__Exercise description__:
In the excerpt below about Mr. Hopkins, what year did he found the Intruders Foundation?

__Excerpt to read__:
Some articles about Mr. Hopkins made much of the relationship between these pieces and his fascination with otherworldly visitors, for by then his books, lectures and television appearances had made him well known as a U.F.O. investigator. Mr. Hopkins, however, disavowed a connection.

He was also quick to point out that he had never been abducted himself. But after what he described as his own U.F.O. sighting, on Cape Cod in 1964, he began gathering the stories of people who said they had not only seen spaceships but had also been spirited away in them on involuntary and unpleasant journeys.

As the first person to collect and publish such stories in quantity, Mr. Hopkins is widely credited with having begun the alien-abduction movement, a subgenre of U.F.O. studies. Later high-profile writers on the subject, including Whitley Strieber and the Harvard psychiatrist John Mack, credited him with having ignited their interest in the field.

In eliciting the narratives — many obtained under hypnosis — of people who said they had been abducted, Mr. Hopkins was struck by the recurrence of certain motifs: the lonely road, the dark of night, the burst of light, the sudden passage through the air and into a waiting craft, and above all the sense of time that could not be accounted for.

He went in search of that lost time. What he found, in story after story, was this:

The aliens were technically sophisticated and many spoke improbably good English. They were short, bug-eyed, thin-lipped and gray-skinned, stripped their subjects naked and probed them with instruments, often removing sperm or eggs.

These narratives, Mr. Hopkins wrote, led him to a distasteful but inescapable conclusion: The aliens — or “visitors,” as he preferred to call them — were practicing a form of extraterrestrial eugenics, aiming to shore up their declining race by crossbreeding with Homo sapiens.

In 1989 Mr. Hopkins founded the Intruders Foundation, based in Manhattan, to help sound the alarm.

He wrote four books on the subject, including “Intruders: The Incredible Visitations at Copley Woods” (1987), which spent four weeks on the New York Times best-seller list and was the basis of a 1992 TV movie starring Richard Crenna.

Mr. Hopkins’s work drew inevitable fire; in interviews he sometimes likened his attackers to Holocaust deniers, an analogy that incurred further criticism.

Elliott Budd Hopkins was born in Wheeling, W. Va., on June 15, 1931, and at 2 survived polio. He earned a bachelor’s degree in art history from Oberlin College in 1953 and afterward settled in New York, where he soon made his artistic reputation.

After the Cape Cod sighting he described — a silvery disc over Truro, Mass. — Mr. Hopkins began researching U.F.O.’s. In 1976 he published an article about abductions in The Village Voice, which led to an article in Cosmopolitan.

__Record excerpts__:
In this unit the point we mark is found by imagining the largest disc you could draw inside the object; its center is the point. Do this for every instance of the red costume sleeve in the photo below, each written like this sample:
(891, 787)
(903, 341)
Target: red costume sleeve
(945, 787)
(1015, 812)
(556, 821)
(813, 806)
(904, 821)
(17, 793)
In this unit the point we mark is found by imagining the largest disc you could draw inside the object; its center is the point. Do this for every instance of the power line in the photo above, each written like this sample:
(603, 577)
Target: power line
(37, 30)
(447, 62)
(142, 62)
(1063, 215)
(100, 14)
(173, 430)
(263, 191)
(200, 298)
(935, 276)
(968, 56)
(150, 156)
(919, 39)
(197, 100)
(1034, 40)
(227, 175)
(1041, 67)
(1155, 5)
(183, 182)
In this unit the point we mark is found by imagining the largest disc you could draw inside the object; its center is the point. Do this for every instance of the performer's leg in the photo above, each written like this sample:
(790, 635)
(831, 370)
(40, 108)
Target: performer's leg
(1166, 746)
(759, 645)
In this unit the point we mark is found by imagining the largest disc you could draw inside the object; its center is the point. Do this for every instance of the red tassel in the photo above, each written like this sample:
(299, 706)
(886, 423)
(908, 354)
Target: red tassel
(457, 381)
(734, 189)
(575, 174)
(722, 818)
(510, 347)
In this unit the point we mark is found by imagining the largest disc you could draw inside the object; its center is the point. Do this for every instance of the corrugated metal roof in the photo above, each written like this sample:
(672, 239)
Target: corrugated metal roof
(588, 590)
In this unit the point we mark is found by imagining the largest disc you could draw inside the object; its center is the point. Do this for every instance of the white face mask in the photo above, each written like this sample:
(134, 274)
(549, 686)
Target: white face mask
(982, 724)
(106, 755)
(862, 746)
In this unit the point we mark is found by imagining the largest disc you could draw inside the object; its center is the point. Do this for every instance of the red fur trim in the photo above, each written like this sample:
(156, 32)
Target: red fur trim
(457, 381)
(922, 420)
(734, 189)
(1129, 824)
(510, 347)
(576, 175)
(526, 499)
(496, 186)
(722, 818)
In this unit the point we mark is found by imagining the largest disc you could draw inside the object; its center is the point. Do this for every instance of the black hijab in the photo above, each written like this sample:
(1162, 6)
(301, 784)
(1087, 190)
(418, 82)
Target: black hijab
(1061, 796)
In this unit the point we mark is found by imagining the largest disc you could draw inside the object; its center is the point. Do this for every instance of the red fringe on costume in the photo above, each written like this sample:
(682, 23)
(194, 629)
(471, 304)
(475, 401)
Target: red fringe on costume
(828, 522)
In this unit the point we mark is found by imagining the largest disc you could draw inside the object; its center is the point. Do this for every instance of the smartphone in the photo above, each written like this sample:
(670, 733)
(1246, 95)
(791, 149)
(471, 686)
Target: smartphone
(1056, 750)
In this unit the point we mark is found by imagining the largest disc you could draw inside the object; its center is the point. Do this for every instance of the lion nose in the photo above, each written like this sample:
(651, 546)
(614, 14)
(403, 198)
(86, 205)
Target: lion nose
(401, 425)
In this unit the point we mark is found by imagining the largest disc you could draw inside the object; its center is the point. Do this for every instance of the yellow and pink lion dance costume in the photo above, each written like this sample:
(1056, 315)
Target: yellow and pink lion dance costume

__Written reply__:
1989